> _WHAT IS ASKED_
[a] According to the essay about chain restaurants, what would the writer take over $8 gourmet ice cream sandwiches any day?
[b] Render the stretch of the listing from the line containing "every front grille" through the line containing "[521,148,814,233]" as a numbered list, leaving out blank lines.

> _PASSAGE SHOWN_
I was born in California which means I was raised on a steady diet of sunshine, sandy beaches, and massive portions of food served in a chain restaurant that was most likely located inside of a mall. Californians didn’t view places like P.F. Changs and The Olive Garden as being kitschy and ironic. They were actually just good places to eat. I carried this belief over with me to the East Coast and as a result, I can’t go a month without dining in some airy, expansive chain restaurant in Midtown that offers Kirstie Alley quantities of food. Screw this trend of bougie comfort food. I’ll take cheddar biscuits over $8 gourmet ice cream sandwiches any day!  That being said, I’m not particularly proud of my fondness for trashy food. Going to a chain restaurant initially fills my heart with joy but when the experience ends, I’m hurting bad. It feels like someone just took a steaming dump inside of my stomach and threw in some knives while they were at it. “I wish I could quit you,” I often whisper to myself as I enter the doors of a place like California Pizza Kitchen. But I can’t. I’m an abused lover just looking for their next hit of ranch dressing.

> _PROVIDED INFORMATION_
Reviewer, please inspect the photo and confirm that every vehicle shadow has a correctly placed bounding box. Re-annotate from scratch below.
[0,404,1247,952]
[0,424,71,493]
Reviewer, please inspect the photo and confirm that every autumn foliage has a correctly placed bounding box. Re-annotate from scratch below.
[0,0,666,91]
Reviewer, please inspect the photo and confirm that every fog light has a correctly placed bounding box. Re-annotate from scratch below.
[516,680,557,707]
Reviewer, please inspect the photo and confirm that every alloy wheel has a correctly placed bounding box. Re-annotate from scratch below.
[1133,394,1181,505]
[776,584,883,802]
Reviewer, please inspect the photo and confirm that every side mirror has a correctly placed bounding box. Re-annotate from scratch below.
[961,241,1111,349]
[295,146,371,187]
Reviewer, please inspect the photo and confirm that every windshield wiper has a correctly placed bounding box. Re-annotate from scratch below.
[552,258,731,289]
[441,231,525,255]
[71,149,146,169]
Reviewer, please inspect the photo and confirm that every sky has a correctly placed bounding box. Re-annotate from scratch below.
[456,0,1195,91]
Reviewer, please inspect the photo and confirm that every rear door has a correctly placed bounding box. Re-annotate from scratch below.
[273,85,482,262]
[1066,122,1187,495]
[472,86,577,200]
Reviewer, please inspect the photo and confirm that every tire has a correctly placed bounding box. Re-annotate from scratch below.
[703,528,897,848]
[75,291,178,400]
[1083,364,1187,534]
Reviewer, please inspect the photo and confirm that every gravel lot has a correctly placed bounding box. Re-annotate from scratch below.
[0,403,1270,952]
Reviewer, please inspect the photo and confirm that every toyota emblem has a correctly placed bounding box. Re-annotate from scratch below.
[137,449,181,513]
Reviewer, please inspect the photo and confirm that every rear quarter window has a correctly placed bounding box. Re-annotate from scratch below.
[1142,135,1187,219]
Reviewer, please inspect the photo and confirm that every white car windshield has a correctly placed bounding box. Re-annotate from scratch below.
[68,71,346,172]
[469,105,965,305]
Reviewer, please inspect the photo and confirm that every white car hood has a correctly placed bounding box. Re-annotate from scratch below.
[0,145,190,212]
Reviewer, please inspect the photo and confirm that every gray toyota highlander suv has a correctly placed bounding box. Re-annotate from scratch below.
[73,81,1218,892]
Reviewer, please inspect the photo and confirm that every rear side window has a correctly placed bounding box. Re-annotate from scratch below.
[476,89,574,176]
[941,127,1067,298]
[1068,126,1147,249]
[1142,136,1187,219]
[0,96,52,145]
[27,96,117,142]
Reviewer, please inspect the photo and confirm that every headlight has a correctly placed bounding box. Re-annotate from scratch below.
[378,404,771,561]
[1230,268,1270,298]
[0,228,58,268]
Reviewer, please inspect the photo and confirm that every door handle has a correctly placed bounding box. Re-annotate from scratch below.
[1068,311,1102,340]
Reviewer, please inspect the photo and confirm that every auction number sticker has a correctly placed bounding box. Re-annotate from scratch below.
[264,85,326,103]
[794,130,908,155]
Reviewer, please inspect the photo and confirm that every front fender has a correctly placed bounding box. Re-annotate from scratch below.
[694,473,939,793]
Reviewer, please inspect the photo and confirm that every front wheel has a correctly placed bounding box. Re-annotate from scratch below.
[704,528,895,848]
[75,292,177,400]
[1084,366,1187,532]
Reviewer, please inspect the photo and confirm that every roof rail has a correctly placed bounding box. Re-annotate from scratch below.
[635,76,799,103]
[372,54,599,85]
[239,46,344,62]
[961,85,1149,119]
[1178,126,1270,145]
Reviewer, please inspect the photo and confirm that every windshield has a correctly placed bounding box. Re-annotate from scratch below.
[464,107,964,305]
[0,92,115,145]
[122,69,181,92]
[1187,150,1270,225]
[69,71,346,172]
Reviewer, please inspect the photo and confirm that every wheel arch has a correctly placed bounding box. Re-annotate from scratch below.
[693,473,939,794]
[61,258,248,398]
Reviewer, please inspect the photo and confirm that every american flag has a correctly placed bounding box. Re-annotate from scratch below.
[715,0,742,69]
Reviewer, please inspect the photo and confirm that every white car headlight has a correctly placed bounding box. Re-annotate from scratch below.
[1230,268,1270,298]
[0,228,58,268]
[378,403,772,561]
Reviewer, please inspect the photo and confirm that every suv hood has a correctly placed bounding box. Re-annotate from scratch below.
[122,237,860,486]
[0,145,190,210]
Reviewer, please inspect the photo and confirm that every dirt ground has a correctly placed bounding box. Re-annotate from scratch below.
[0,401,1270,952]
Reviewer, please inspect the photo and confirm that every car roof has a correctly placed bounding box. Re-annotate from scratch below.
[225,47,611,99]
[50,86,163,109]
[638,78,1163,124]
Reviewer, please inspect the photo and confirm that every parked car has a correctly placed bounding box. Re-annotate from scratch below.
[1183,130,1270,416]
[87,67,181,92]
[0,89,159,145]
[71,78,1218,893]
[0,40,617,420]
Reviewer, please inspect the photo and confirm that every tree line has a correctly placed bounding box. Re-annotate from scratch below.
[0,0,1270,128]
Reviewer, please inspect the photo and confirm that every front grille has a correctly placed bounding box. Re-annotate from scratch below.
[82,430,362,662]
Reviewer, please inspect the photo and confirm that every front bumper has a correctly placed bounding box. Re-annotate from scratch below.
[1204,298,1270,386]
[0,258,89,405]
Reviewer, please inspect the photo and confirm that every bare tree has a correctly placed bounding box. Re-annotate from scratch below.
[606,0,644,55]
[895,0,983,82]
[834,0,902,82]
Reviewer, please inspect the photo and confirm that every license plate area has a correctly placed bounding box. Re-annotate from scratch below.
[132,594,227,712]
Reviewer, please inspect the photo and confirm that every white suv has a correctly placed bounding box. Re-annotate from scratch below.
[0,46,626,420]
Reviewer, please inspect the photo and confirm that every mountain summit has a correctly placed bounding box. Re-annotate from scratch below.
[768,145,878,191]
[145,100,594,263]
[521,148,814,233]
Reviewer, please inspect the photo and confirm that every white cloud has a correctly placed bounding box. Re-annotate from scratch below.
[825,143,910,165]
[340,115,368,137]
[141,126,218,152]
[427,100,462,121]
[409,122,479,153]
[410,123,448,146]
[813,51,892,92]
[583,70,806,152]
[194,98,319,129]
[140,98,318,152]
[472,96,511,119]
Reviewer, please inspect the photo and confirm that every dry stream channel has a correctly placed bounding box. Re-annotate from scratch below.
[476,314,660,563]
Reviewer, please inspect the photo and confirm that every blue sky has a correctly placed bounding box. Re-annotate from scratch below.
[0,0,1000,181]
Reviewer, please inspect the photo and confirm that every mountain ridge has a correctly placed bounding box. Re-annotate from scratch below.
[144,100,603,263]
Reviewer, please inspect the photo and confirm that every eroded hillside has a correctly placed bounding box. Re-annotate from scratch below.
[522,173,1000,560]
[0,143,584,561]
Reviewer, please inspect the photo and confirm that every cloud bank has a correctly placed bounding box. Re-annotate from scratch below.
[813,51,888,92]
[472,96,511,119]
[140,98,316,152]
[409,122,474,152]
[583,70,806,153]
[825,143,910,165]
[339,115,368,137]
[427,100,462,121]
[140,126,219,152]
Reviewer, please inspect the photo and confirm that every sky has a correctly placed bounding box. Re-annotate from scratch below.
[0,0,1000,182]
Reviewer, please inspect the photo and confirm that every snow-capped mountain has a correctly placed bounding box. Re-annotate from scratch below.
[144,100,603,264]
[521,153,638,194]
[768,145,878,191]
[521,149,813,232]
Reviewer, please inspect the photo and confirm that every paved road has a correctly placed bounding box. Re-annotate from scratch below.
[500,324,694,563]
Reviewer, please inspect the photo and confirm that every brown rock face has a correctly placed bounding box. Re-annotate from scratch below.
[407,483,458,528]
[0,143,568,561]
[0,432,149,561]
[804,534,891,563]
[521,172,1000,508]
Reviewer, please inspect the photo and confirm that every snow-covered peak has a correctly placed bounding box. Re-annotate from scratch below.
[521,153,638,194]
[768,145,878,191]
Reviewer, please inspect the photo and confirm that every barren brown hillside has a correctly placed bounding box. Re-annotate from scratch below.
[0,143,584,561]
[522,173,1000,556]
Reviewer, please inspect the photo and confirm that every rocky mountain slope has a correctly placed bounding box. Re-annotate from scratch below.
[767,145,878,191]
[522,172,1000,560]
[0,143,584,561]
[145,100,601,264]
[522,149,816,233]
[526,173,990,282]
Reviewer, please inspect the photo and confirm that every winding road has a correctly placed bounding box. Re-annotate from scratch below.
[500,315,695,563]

> _RESULTS FOR EACH TASK_
[a] Cheddar biscuits.

[b]
1. Reviewer, please inspect the photo and confirm that every front grille has a correctly placed bounding box. Re-annotate from scratch below.
2. [82,430,362,662]
3. Reviewer, please inspect the photo and confirm that every front bumper has a correctly placed bounding box. Re-annotate from scratch below.
4. [1204,298,1270,386]
5. [0,258,89,405]
6. Reviewer, please inspect the photo and confirm that every bare tree has a correctly placed bounding box. Re-annotate from scratch below.
7. [606,0,644,55]
8. [895,0,983,82]
9. [834,0,902,82]
10. Reviewer, please inspect the photo and confirm that every license plate area has a correctly placed bounding box. Re-annotate from scratch below.
11. [132,594,227,712]
12. Reviewer, please inspect the photo and confirm that every white suv has a correctly placed bounding box. Re-annotate from scratch below.
13. [0,46,626,420]
14. Reviewer, please inspect the photo and confirm that every mountain summit has a correctly placed bounding box. Re-annotate from scratch below.
15. [768,145,878,191]
16. [145,100,594,263]
17. [521,148,814,233]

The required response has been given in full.